Source extract:
Over the years since we opened in 2009, we have had more than 25 exhibitions. Some of these are available online. We hope you will enjoy browsing these pages. If you live far from Settle, perhaps it will whet your appetite to pay us a visit.
The Christmas Exhibition 2016-17 which opened on 2 December 2016 and ran through to 14 January 2017 featured a winter wonderland with penguins sliding down a waterfall and generally having fun in a wintry landscape.
Created by the talented Settle Flagmakers Group, the knitted penguins were first seen in 2015 as part of the window display at the town’s Age Concern Charity Shop, where they proved so popular with visitors that a return was demanded.
Settle Flagmakers, under the guidance of Jeanne Carr, have provided the Christmas Exhibition at the gallery for several years. Previous displays have included an all-knitted 12 days of Christmas and, in 2016-17, Treasure Island. As usual the display included a small supply of chocolate money – this time at the bottom of the waterfall, with visitors invited to take a coin. And as in previous years, generous adult visitors added to the supply during the month that the exhibition was on display. And on the day the penguins departed Settle saw its first snow of 2017 – how fitting.
‘‘Who will survive this?’ That is the question posed by the exhibition that opened at the Gallery on September 24 and closed on November 27.
The installation was created by poet Sue Vickerman and photographer Mike Kilyon and relates to the year that the two spent working in Shanghai.
Sue says, ‘Mike’s “photographer’s eye” got really focused on the demolition and destruction of all that was old and historic, while as a writer my thoughts very much turned to apocalyptic calamities – how stable is this transformation at break-neck speed into a space-age city? Couldn’t it all fall down as quickly as it has gone up? I was thinking of the Twin Towers.’
Mike worked with Glasgow Art School to get his images digitally printed onto silk for the installation, seeking a transparent and ephemeral effect suggesting that not even our buildings whether ancient or modern, are solid and reliable any more in this massively transforming world.
The pair promise that a visit to the installation will reveal some rather unexpected answers!
Photographer Mike achieved his long-held wish to move to Settle one year ago after many years living in Baildon (Bradford). Bradford-born Sue Vickerman has lived and worked in several countries but is for the time being settled in the UK, dividing her time between Bradford and Settle.
In advance of the opening of the exhibition Sue and Mike appeared at the Saltaire Festival where their Shanghai Odyssey show featured videos, as well as Mike’s photographs, Sue’s poetry and paintings by Jane Fielder, who visited them whilst they were in Shanghai.
The photographs below show Mike and Sue at the gallery, together with scenes at the launch party held on the Green at the opening of the exhibition.
24th September – 27 November 2016.
Sue and Mike at the Survive launch
Who will survive this? – launch party
One of the scenes from Shanghai that inspired the installation.

Challenge 1: List every person the gallery exhibitions text identifies by full name.
Challenge 2: Translate this sentence from the gallery exhibitions text into French: "The pair promise that a visit to the installation will reveal some rather unexpected answers!"
Challenge 3: Continue the gallery exhibitions text from its last line.
The data that follows comes from a different source than the gallery exhibitions text.

Excerpted data:
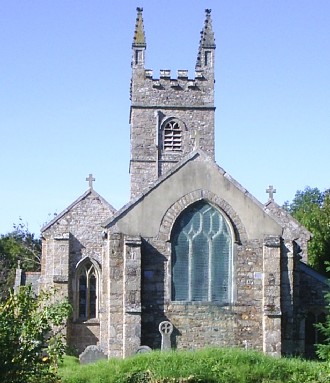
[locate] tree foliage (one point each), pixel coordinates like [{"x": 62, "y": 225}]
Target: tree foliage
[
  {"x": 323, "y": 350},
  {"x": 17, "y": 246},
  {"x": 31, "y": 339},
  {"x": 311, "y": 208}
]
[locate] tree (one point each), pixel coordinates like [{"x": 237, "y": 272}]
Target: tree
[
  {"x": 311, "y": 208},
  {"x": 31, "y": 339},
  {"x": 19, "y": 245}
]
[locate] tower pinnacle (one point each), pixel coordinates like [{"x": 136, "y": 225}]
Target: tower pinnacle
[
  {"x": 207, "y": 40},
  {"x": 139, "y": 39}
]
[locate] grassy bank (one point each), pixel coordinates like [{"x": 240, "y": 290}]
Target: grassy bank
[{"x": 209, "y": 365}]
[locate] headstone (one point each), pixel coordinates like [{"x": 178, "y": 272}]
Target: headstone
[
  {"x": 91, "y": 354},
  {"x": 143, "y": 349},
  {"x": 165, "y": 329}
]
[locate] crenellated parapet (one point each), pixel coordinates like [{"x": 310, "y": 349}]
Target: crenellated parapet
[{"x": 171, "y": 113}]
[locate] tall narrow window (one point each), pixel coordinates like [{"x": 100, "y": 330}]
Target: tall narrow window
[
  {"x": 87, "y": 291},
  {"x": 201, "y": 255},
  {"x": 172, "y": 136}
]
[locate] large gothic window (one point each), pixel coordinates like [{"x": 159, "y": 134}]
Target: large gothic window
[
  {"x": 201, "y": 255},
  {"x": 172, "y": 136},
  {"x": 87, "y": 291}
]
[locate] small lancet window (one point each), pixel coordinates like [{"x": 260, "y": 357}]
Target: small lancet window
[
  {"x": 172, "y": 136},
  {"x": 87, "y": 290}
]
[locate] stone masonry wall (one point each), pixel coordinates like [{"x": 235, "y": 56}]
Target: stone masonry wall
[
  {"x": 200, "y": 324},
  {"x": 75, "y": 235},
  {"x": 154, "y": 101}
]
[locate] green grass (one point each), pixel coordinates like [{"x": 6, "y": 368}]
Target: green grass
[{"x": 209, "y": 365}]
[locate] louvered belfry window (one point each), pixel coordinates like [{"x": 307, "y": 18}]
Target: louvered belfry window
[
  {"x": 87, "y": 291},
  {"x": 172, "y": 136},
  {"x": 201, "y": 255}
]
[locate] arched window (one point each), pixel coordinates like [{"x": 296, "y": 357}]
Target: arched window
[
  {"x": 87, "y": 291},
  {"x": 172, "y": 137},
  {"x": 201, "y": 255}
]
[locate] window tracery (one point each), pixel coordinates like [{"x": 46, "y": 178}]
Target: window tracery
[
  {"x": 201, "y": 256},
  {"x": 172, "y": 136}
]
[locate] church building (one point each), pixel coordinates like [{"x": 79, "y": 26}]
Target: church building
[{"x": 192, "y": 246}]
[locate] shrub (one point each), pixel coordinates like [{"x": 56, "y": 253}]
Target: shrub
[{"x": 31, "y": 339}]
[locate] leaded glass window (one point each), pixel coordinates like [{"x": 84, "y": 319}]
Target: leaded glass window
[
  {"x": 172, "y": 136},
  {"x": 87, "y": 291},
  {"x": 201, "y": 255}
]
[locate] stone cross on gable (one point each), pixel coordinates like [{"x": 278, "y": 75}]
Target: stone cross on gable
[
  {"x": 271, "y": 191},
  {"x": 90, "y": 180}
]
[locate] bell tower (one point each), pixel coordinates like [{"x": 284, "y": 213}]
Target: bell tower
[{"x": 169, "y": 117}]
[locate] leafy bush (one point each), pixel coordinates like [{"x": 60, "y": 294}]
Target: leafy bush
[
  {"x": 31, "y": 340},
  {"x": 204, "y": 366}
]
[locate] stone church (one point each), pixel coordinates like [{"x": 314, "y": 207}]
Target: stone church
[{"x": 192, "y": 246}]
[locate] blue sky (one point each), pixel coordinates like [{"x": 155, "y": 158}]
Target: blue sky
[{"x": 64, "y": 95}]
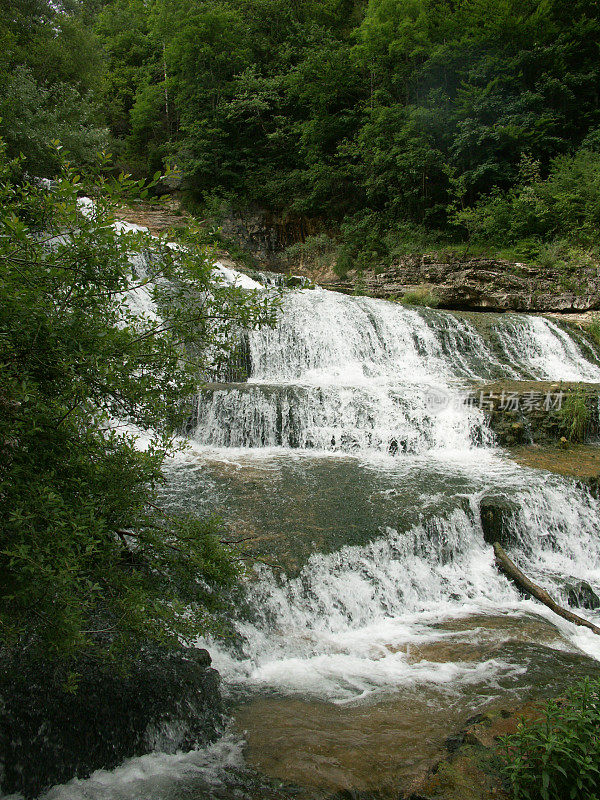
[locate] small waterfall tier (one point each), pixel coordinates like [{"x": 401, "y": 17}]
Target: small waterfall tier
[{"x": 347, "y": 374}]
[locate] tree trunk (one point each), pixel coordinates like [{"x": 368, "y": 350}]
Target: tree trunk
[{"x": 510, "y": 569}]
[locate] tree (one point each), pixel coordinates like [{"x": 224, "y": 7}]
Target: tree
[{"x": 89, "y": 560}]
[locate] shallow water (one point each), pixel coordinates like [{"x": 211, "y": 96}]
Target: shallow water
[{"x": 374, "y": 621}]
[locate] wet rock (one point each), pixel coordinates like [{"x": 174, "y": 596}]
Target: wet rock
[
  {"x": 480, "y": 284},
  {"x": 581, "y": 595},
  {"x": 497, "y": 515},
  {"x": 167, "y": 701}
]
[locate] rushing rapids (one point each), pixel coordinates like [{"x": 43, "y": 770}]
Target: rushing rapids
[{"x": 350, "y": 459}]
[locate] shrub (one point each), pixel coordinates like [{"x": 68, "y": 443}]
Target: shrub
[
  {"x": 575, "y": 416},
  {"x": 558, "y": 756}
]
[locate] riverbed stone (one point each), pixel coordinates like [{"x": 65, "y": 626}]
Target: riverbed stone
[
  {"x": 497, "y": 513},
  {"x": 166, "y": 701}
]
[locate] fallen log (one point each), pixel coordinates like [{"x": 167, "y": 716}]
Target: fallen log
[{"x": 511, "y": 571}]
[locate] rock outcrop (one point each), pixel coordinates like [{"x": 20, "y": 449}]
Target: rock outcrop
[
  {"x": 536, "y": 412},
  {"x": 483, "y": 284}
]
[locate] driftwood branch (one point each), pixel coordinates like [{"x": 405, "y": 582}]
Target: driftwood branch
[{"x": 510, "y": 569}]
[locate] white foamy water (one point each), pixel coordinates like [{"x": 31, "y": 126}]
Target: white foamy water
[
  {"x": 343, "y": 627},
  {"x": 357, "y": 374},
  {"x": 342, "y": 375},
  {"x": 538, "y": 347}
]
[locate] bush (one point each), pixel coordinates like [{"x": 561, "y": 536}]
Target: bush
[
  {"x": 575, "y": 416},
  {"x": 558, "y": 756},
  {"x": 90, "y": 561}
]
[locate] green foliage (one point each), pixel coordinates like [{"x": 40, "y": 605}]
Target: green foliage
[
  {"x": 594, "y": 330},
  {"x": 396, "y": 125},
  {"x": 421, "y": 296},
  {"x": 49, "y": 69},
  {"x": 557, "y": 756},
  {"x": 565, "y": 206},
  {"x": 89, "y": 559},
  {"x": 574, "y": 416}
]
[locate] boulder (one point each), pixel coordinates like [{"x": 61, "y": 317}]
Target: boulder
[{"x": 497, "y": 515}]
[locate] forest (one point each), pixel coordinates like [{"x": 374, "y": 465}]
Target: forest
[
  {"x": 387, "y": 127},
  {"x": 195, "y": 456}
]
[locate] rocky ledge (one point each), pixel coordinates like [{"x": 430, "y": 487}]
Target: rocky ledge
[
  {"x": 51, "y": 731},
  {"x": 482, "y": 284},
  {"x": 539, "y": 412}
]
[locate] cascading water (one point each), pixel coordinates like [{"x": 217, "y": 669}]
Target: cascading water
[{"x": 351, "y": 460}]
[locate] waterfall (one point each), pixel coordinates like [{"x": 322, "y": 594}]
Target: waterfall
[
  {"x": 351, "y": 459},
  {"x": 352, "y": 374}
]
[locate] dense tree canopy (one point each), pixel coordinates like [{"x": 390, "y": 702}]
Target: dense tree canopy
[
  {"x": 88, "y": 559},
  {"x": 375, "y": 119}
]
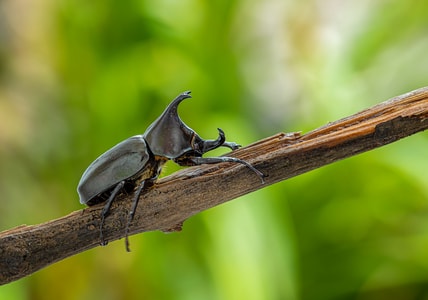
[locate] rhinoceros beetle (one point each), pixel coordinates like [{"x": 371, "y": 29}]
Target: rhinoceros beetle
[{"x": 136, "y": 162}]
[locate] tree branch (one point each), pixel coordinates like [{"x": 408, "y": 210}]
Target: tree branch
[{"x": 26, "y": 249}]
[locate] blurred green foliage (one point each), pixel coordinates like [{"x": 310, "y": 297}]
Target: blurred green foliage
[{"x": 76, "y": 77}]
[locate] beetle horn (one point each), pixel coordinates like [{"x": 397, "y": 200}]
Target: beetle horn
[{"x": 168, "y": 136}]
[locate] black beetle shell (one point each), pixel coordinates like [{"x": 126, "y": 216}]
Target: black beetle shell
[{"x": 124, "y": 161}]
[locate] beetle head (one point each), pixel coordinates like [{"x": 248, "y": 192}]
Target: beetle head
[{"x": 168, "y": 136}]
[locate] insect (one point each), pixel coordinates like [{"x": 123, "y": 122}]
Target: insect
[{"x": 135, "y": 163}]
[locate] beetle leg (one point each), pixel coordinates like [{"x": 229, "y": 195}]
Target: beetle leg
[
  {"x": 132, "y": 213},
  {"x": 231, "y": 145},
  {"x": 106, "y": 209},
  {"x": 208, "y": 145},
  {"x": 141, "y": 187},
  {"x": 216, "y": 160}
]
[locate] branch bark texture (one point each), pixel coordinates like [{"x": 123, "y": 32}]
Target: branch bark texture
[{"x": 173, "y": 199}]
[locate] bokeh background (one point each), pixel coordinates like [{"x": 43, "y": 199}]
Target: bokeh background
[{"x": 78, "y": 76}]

---

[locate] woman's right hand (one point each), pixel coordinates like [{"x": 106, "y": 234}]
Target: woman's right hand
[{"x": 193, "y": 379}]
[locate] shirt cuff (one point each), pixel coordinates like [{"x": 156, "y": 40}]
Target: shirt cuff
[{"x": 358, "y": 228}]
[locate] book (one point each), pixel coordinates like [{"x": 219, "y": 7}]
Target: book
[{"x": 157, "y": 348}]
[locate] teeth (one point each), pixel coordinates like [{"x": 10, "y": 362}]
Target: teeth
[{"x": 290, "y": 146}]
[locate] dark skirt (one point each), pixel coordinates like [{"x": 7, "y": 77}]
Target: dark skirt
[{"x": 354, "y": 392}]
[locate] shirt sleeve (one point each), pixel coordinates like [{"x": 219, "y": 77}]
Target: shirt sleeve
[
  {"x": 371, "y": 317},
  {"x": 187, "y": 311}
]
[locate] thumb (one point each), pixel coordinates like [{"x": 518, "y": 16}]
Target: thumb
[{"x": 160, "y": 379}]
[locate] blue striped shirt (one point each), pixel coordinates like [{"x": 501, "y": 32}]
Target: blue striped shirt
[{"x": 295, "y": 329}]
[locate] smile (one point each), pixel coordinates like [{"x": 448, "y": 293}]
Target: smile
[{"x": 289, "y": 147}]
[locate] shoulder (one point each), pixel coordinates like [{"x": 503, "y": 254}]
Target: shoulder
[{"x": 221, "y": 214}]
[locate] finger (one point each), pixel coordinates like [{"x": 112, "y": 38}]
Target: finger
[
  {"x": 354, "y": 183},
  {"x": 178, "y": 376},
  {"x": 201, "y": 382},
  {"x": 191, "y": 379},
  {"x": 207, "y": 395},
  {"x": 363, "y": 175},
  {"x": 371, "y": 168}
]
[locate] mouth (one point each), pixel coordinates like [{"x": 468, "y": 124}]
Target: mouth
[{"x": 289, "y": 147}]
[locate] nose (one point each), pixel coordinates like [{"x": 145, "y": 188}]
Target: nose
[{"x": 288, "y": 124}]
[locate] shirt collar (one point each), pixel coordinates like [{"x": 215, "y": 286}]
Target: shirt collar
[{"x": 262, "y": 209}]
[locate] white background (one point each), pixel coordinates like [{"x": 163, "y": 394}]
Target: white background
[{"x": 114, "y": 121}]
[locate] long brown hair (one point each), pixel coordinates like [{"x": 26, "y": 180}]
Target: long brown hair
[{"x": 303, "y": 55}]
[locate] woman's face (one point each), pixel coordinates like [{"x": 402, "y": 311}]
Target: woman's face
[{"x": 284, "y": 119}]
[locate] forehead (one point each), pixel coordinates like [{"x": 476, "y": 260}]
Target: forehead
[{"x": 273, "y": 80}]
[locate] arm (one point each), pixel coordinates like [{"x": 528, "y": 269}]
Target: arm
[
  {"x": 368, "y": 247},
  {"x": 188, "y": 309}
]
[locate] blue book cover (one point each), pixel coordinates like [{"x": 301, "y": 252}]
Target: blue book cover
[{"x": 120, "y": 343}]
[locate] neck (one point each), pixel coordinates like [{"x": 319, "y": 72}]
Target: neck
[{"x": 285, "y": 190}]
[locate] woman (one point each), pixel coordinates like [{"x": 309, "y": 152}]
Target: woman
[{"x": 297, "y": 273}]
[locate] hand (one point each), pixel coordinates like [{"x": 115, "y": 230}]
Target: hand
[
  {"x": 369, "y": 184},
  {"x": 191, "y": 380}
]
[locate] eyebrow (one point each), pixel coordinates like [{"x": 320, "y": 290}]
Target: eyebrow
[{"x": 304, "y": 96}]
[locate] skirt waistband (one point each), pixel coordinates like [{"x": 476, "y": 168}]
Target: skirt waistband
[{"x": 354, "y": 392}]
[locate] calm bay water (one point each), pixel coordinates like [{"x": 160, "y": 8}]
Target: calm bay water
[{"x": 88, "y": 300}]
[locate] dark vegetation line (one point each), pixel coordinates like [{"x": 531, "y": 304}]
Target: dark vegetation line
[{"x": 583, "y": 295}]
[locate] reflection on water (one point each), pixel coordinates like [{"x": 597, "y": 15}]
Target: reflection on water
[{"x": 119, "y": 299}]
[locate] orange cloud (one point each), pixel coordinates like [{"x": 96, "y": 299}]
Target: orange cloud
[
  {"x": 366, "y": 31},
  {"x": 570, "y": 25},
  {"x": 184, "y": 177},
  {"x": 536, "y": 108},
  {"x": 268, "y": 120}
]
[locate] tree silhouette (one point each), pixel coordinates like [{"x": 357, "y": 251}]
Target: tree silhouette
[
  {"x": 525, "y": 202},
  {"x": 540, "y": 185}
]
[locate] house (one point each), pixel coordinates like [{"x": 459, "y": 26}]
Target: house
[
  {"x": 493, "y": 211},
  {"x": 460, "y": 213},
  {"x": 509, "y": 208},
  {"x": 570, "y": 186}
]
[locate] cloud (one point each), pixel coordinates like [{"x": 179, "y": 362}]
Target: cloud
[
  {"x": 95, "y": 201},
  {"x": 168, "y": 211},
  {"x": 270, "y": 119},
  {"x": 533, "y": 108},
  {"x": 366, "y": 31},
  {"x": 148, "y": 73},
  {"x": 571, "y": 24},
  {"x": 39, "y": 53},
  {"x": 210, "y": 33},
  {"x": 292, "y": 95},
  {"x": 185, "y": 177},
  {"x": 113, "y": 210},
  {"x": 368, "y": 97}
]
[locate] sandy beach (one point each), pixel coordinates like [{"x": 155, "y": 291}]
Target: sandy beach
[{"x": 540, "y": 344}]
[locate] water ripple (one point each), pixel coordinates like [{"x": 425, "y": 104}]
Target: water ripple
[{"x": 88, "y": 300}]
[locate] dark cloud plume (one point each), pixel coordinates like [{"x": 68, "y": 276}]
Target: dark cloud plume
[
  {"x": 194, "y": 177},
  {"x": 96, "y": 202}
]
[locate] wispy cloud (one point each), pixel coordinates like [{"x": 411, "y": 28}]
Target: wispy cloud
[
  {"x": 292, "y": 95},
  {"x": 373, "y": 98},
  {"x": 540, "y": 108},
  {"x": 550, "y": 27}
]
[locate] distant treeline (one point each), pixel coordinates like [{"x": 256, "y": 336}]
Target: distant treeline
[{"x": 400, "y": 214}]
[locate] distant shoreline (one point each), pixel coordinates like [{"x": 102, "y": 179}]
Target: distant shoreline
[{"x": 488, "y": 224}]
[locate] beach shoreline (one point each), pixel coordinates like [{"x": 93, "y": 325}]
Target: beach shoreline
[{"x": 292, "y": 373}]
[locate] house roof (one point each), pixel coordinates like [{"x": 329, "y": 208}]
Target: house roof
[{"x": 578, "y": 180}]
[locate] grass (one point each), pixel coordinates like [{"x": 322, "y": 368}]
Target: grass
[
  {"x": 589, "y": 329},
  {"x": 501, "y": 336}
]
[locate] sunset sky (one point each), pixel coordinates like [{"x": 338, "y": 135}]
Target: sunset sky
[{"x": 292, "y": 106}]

Written reply 1: Jeanne Carr, Sue Vickerman, Mike Kilyon, Jane Fielder

Written reply 2: Le duo promet qu'une visite de l'installation révélera des réponses plutôt inattendues !

Written reply 3:
30th July – 24th September 2016. Everyday objects in unusual perspectives, felt and textile designs and crafts by Escape Tunnel Crafts.
On escaping (or retiring) from teaching, sisters Chris Marflitt and Gill O’Donnell decided the time had come to develop their creative talents. Escape Tunnel Crafts is the result of that decision. In all their pieces they aim to look at life from a slightly “quirky” angle in order to produce items which are definitely unique. Consequently old traditions are revived to encourage the use of blossoming broomsticks as good luck symbols or to enable couples to “jump the broom”, while discarded scarves, clothes, plastic, ribbons and lace are up cycled into creative fashion accessories. Similarly everyday objects are photographed at unexpected angles to suggest letters of the alphabet and words and images merge together to suggest moods and provoke thought. Proud of their Geordie heritage, both sisters also have strong Yorkshire connections and their work reflects both their roots and love of travel while their poppies symbolise the influence of HM services in their lives.
The exhibition was previewed in the Craven Herald on 28 July 2016 Craven Herald feature
Love: Photo created using items from York Minster
21st May – 30th July 2016. Silk paintings of Yorkshire Dales scenes by local artist Christine Carradice.
Christine is a silk painter and textile artist based in Settle.
Her painting is inspired by the beautiful countryside of the Yorkshire Dales – the limestone crags, green fields, drystone walls, barns, farmhouses and flowers.
The Three Peaks of Pen-y-Ghent, Ingleborough and Whernside, from different viewpoints, all feature prominently in her work.
Christine’s pictures never have people in them. She prefers her work to show familiar scenes as places of calm and solitude just at the quiet time before people arrive and the day’s activities begin. She does, however, like to include buildings in some of her work. These pictures aim to show the last small influence of people on the landscape before the countryside opens out and the hills rise up.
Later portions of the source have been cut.